─── RECORD EXCERPTS

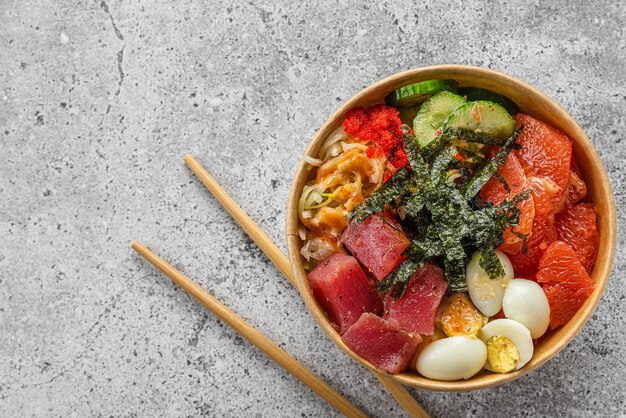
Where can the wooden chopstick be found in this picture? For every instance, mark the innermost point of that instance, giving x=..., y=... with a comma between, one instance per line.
x=250, y=333
x=399, y=392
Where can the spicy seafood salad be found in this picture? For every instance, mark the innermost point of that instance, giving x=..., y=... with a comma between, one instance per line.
x=446, y=232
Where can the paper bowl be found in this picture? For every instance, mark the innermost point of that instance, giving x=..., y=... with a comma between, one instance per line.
x=530, y=101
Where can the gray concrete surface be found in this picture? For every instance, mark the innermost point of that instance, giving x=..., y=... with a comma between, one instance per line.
x=100, y=99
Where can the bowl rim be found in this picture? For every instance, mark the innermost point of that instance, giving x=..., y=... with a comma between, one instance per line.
x=583, y=147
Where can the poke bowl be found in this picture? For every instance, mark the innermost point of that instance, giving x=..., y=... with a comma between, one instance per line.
x=391, y=220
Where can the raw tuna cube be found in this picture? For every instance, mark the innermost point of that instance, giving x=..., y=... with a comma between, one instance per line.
x=341, y=287
x=376, y=244
x=415, y=310
x=382, y=344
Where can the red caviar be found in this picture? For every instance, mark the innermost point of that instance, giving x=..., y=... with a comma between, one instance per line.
x=379, y=125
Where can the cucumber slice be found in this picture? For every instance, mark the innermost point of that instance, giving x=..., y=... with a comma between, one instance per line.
x=432, y=114
x=415, y=94
x=482, y=116
x=474, y=93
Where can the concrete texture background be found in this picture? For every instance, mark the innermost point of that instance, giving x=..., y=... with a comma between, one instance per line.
x=100, y=99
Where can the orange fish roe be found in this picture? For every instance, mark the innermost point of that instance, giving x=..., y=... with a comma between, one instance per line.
x=380, y=126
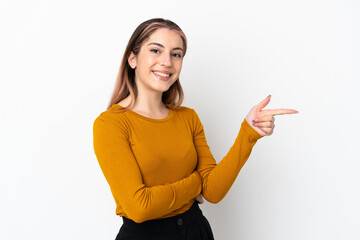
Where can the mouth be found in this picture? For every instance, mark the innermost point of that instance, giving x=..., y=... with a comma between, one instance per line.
x=162, y=75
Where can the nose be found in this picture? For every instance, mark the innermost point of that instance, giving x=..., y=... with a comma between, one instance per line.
x=165, y=60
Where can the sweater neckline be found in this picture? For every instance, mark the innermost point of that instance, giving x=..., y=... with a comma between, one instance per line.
x=168, y=117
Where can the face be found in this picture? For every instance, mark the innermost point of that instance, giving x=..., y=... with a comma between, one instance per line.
x=158, y=64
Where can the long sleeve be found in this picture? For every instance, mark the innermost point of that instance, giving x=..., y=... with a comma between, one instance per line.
x=217, y=179
x=121, y=170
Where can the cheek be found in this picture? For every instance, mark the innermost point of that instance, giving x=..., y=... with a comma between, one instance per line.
x=178, y=66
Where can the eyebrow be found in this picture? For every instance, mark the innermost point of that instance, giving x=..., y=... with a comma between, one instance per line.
x=158, y=44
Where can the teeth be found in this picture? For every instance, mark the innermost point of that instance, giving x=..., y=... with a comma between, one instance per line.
x=162, y=74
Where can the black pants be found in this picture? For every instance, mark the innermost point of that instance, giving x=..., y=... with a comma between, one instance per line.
x=190, y=225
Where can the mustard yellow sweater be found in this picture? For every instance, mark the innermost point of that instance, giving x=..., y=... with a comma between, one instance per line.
x=156, y=167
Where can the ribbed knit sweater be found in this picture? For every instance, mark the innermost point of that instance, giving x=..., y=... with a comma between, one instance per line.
x=156, y=167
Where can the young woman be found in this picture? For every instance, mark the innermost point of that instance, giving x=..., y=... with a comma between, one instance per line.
x=153, y=151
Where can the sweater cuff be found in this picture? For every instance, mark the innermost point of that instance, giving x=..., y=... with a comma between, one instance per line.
x=252, y=132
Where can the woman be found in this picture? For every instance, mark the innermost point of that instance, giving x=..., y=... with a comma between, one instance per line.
x=153, y=152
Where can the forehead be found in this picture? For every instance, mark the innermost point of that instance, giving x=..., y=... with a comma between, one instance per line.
x=166, y=37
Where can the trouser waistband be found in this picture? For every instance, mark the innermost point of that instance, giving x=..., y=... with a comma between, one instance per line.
x=170, y=223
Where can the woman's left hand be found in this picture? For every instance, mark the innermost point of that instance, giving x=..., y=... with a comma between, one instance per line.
x=263, y=120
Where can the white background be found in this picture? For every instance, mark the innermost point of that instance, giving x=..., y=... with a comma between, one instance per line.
x=59, y=61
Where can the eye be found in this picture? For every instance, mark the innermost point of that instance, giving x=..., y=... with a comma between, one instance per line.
x=155, y=50
x=177, y=55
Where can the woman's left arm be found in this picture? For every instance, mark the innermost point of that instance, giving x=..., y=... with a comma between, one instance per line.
x=217, y=179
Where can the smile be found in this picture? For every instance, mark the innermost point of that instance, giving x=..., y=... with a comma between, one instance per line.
x=162, y=74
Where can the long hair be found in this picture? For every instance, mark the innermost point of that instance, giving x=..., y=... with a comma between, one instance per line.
x=125, y=82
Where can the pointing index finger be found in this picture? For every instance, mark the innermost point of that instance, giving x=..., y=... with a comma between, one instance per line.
x=281, y=111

──────

• [TASK REQUIREMENTS]:
Pictures in the records should not appear in your copy, but everything else must be transcribed exactly.

• [SOLUTION]:
Where can the wooden chopstick be found in this picture? For every instance, mark the innermost point of that instance, giving x=..., y=... with a comma between, one instance per line.
x=250, y=333
x=399, y=392
Where can the spicy seafood salad be found in this picture? For every instance, mark the innermost point of that instance, giving x=..., y=... with a comma between, one instance per line.
x=446, y=232
Where can the paper bowl be found in this picture? For every instance, mark the innermost point of that instance, giving x=..., y=... with a comma between, one instance per line.
x=530, y=101
Where can the gray concrete surface be found in this picture? For every instance, mark the innermost point of that instance, giving x=..., y=... with a comma between, one instance per line.
x=100, y=99
Where can the bowl rim be found in this picture? For every instance, mark the innermost point of that instance, giving x=..., y=... with a comma between, one instance per line.
x=583, y=147
Where can the poke bowl be found in this picture? For every instance, mark the innermost point of that instance, giving x=..., y=... with a comma between, one instance per line.
x=391, y=220
Where can the raw tuna cube be found in this picture? For every instance, mark the innermost point of that instance, giving x=..., y=... with a comma between, one instance per line.
x=341, y=287
x=376, y=244
x=415, y=310
x=382, y=344
Where can the red caviar be found in this picture? For every instance, mark the innermost point of that instance, giving x=..., y=... with a comma between, one instance per line.
x=379, y=125
Where can the cucumber slice be found in this picture? For every instance, mark the innermost point of that instance, giving x=..., y=... with a comma between, one instance per line.
x=432, y=114
x=415, y=94
x=482, y=116
x=474, y=93
Where can the concrete texture background be found in this picture? For every instance, mark the innermost point of that instance, giving x=..., y=... with a comma between, one instance per line.
x=100, y=99
Where can the orange fish roe be found in this picture? For every instance, mark the innermost point of that instance, giving x=..., y=... with a comma between, one instance per line.
x=380, y=126
Where can the mouth be found in this picture? For every instance, mark the innermost point of that instance, giving x=..., y=... with a comma between, one instance per line.
x=162, y=75
Where can the nose be found in this picture? For every instance, mark the innermost point of that instance, giving x=..., y=... with a comma between, one instance per line.
x=165, y=60
Where can the sweater neckline be found in this picture? For every instance, mark the innermost point of that instance, giving x=..., y=... with a comma between, one instance per line.
x=168, y=117
Where can the face be found in this picture? For every instance, mark the innermost point of that instance, giving x=..., y=... with a comma between, one instance per line.
x=158, y=64
Where can the long sleeve be found in this picture? For every instance, mark the innermost point of that instance, giving x=..., y=... with a comma between, one instance per line.
x=217, y=179
x=121, y=170
Where can the cheek be found in this picture? For every instance, mark the innermost point of that instance, giving x=..., y=... with a comma between, one instance per line.
x=178, y=66
Where can the eyebrow be found in this picture? For every instance, mark the innermost point of that instance, giving x=..., y=... with a comma between, one instance per line.
x=158, y=44
Where can the teeth be found in this picture? For every instance, mark the innermost point of that instance, giving x=..., y=... with a comma between, one instance per line.
x=162, y=74
Where can the black pants be found in this picture? For every instance, mark the innermost point of that instance, giving x=..., y=... with a comma between, one instance per line.
x=190, y=225
Where can the mustard yellow sweater be found in this picture? For every instance, mark the innermost point of that instance, giving x=..., y=... with a comma between, one instance per line.
x=156, y=167
Where can the ribbed knit sweater be found in this picture? For every instance, mark the innermost point of that instance, giving x=..., y=... with a comma between, one instance per line.
x=156, y=167
Where can the young woman be found in this picture? For every instance, mark the innermost point of that instance, giving x=..., y=... with a comma between, one instance per line.
x=153, y=151
Where can the sweater cuff be found in this picture? For every instance, mark the innermost point of that instance, giving x=..., y=... with a comma between, one instance per line.
x=252, y=132
Where can the woman be found in this picture? For every instance, mark the innermost point of that instance, giving x=..., y=... with a comma between, one instance per line.
x=153, y=152
Where can the forehead be found in this picture? For every instance, mark the innermost point of that instance, giving x=..., y=... with a comma between, one instance per line.
x=166, y=37
Where can the trouser waistband be found in this picture? For every instance, mark the innermost point of that instance, giving x=..., y=... with a comma between, one instance per line.
x=170, y=223
Where can the woman's left hand be found in this picture? For every instance, mark the innermost point of that instance, giving x=..., y=... with a comma between, one instance per line.
x=263, y=120
Where can the white background be found in this picture? For every instance, mark the innermost point of that instance, giving x=..., y=... with a comma between, one instance per line.
x=59, y=61
Where can the eye be found in this picture? For every instance, mark the innermost point of that instance, giving x=..., y=... with a comma between, one instance per line.
x=155, y=50
x=177, y=55
Where can the woman's left arm be found in this picture? For every instance, mark the innermost point of that instance, giving x=..., y=... with a comma between, one instance per line.
x=217, y=179
Where can the smile be found in this picture? For every instance, mark the innermost point of that instance, giving x=..., y=... with a comma between, one instance per line.
x=162, y=74
Where can the long hair be found in this picture? For every instance, mark the innermost point of that instance, giving x=..., y=... with a comma between, one instance per line.
x=125, y=82
Where can the pointing index finger be found in this picture? For every instance, mark the innermost point of that instance, giving x=..., y=... with a comma between, one instance per line.
x=281, y=111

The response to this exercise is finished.